_Your instructions_. Return the records exactly as they appear below, omitting the pictures.

━━━━━━

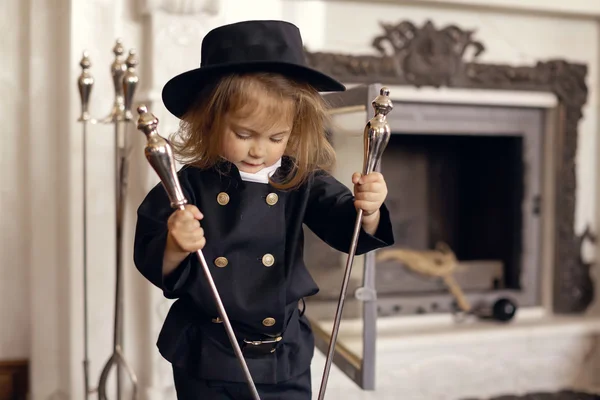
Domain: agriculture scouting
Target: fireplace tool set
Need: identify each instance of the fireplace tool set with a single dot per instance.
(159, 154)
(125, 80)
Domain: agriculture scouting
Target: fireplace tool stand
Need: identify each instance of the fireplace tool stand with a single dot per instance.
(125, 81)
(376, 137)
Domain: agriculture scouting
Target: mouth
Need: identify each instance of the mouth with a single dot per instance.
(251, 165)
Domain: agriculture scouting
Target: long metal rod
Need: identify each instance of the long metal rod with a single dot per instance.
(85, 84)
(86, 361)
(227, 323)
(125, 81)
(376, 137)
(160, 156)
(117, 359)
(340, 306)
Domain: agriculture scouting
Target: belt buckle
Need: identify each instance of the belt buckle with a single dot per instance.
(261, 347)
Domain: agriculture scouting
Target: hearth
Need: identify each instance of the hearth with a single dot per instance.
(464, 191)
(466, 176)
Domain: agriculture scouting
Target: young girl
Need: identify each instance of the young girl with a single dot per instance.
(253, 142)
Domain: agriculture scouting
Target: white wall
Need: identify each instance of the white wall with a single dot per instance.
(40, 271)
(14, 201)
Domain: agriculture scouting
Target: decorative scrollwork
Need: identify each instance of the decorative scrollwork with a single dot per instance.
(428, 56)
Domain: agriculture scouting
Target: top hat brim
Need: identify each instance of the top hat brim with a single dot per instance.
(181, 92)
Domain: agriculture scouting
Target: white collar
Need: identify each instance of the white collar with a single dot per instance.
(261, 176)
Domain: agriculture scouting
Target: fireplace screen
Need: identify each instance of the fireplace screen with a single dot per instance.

━━━━━━

_Task answer_.
Domain: agriculture scouting
Target: fireplace tool set
Need: identify each instance of the fireplace tool set with a single dot per instance.
(159, 154)
(125, 80)
Domain: agriculture scouting
Target: fireplace tool stand
Need: identify each instance of the fireplace tool stand with a single dot per instance.
(125, 81)
(376, 137)
Domain: agriculture scouting
Target: mouth
Need: identify each instance of the mouth with a single dot per instance.
(251, 165)
Domain: agriculture scouting
Target: long metal rod
Need: identify each instance of the long metal rod with a single dot per instance.
(85, 84)
(86, 361)
(227, 323)
(125, 81)
(376, 137)
(160, 156)
(117, 359)
(340, 306)
Domain: agriculture scouting
Target: belt buckle
Need: identify each instance of the belt buckle with a single dot per instance.
(261, 347)
Domain: agriculture scouting
Target: hearth
Need: identify each instance of the hearth with a single dot per instance.
(464, 191)
(466, 176)
Domain: agriculture scouting
Target: young girl
Need: identify each instance of the young girl with a single dot per instance.
(253, 142)
Domain: agriculture scouting
Target: white wall
Need: identify each instance of the white wall with a single dot per instance.
(40, 271)
(14, 201)
Domain: agriculture scouting
Target: decorative scrollwork
Need: identify each instance of the decorative scrollwork with a single dot per instance.
(428, 56)
Domain: agriculture scouting
Target: top hat brim
Need: identify each instance of the top hat brim with a single dot per instance.
(181, 92)
Domain: agriculture scouting
Target: white collar
Need: identify each instance of the white collar with a single dot per instance.
(261, 176)
Domain: agriculture scouting
Target: fireplace screen
Need: identify each instance of the fireplace screen with a single dot per instance.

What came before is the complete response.